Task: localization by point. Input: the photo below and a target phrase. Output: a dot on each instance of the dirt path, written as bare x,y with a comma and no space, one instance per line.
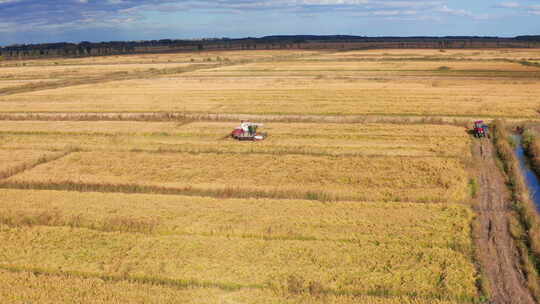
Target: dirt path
497,253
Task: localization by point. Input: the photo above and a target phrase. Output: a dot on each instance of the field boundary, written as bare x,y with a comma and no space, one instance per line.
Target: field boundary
188,117
228,192
27,166
293,286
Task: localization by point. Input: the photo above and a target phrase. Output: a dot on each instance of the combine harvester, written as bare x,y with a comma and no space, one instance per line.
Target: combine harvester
481,129
248,131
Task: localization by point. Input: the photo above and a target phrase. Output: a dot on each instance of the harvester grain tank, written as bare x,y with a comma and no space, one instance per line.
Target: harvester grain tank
248,131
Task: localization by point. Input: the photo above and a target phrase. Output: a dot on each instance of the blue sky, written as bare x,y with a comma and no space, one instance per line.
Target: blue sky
36,21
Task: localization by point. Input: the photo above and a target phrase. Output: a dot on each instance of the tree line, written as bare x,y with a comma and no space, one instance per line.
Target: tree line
85,48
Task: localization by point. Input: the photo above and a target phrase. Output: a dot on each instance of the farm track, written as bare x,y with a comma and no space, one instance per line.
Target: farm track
497,252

========================================

■ EXERCISE DESCRIPTION ■
Write the material above out again exactly. Omit every image.

■ EXERCISE RESULT ■
Task: localization by point. Input: the photo below and a target phrase. Output: a dot on each instance of the dirt path, written as bare x,y with a comma and no space, one instance per line.
Target: dirt path
497,253
Task: localization by point. Input: the photo above and a target phrase. Output: a dot on each instance of the field boundary, written as bare x,y with a comma and no space, one instance per line.
Target: field boundary
188,117
228,192
27,166
293,286
Task: localization by point. Input: the photo above and a target phrase. Output: a dot on each instance of the combine harvester, written as bare x,y with a comma and no space, one instance per line.
Target: combine harvester
481,129
248,131
Task: localization by point. Input: the photo above and a target phrase. Output: a dot on each instance of the harvester grain tank, written as bare x,y with a comma and no space, one instance per line.
Target: harvester grain tank
248,131
Task: localization by point. Input: the photo above and a target phrase. Output: a dot on each instance of the blue sky, written as bare x,y with a comma and no space, one instance per line.
Target: blue sky
36,21
Task: localization by point. Input: the photo above and a target phrase. Output: a dot on each instance of the tree line, written as bare x,y with a comma and no space, one instance per line.
Target: tree line
85,48
Task: localization by point. Input: the photo above and a target phrase. Output: a dot on each instance of the farm track, written as bare x,y with a comma and no space, one instance per line.
Target: farm track
497,252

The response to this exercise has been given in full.